— Stated task —
Reproduce every item with "largest circle" swapped for "biggest circle", keeping all other text unchanged. Omit the pictures from the output.

[Coordinate labeling records]

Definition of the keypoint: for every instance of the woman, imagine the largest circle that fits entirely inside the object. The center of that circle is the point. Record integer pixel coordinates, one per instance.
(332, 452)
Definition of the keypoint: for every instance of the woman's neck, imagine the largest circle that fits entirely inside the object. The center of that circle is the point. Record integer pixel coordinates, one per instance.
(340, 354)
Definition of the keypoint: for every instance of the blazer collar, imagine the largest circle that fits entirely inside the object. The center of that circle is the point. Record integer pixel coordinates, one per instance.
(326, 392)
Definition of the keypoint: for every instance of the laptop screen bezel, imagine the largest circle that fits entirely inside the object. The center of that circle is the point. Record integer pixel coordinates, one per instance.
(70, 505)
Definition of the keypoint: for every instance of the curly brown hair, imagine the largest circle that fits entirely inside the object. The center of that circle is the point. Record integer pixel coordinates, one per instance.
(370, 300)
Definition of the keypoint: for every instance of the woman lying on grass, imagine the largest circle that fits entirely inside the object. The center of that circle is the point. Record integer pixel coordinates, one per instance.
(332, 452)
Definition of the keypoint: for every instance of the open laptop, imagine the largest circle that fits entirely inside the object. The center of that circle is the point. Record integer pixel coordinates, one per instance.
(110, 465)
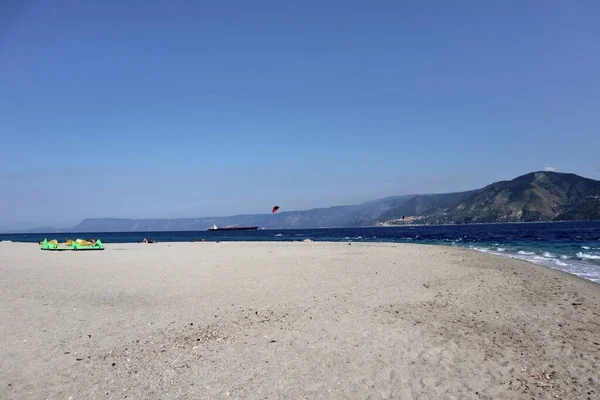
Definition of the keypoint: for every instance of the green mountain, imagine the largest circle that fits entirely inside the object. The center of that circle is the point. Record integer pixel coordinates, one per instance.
(537, 196)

— Written reply —
Definition of the keypoint: for every instance of the woman, imagine the biggest circle that fits entirely inside the object. The center of that circle is the point. Record integer pixel coordinates, one per instance.
(332, 452)
Definition of the keypoint: for every instance of the woman's neck, imagine the biggest circle that fits entirely inside the object. The center of that circle is the point. Record integer pixel coordinates, one per instance.
(340, 354)
Definition of the keypoint: for every instance of the blazer collar, imagine the biggest circle that fits entirely inside the object. The center of that circle is the point. Record integer pixel coordinates, one per instance.
(326, 392)
Definition of the keypoint: for every instance of the laptop screen bezel, imagine the biggest circle that fits entirely inside the object. The center of that circle is the point. Record integer pixel coordinates, one per instance.
(70, 505)
Definition of the keypoint: for every instance of the curly brown hair, imagine the biggest circle that fits entirely inside the object. The center of that circle is the point. Record integer pixel coordinates, one per instance.
(370, 300)
Definition of the keypoint: for every instance of the woman lying on grass, imagine the biggest circle that fits entirely inside the object. The center of that circle is the point. Record integer pixel coordinates, one per instance.
(332, 452)
Definition of the keypoint: for every instance of the open laptop, imagine the biggest circle that fits entirely inside the object. The center of that circle is the point. Record integer pixel coordinates, one per instance.
(110, 465)
Definition of the keypoint: for every instance of the green mountain, imagine the biggest circle that fits entirely inside the object. The center of that circle is the point. Record integer pixel coordinates, one per instance.
(537, 196)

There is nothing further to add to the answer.